## Aim of the task
Gather every line in the extracted data entries below that contains the word "cloud", and copy each such line in full.

— Start of Task inputs —

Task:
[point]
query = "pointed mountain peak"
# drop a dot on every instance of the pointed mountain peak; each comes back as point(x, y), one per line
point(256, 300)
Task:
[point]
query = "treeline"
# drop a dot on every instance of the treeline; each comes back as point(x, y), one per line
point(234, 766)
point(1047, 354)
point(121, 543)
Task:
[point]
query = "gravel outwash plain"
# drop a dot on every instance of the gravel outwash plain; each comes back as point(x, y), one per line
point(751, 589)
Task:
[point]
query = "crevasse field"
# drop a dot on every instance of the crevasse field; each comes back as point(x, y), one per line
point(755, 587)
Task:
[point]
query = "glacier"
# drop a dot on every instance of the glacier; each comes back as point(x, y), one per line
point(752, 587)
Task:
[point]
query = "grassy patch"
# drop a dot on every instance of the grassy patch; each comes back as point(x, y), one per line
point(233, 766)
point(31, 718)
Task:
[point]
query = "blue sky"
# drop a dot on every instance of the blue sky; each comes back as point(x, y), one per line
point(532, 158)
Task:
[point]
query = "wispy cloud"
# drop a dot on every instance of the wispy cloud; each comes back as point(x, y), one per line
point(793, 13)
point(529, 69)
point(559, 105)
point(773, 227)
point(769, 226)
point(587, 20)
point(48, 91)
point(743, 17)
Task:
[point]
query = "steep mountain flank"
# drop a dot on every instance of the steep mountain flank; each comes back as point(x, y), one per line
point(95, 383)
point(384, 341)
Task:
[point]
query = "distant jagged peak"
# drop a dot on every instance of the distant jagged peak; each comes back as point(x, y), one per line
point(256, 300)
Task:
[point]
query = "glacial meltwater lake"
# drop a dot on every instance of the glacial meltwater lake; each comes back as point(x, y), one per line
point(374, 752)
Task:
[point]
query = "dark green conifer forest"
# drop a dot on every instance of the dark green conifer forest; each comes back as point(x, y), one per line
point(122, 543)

— End of Task inputs —

## Expected answer
query = "wispy cloud"
# drop a dot on every instance of the wispy cloud; each comes back as point(x, y), one per line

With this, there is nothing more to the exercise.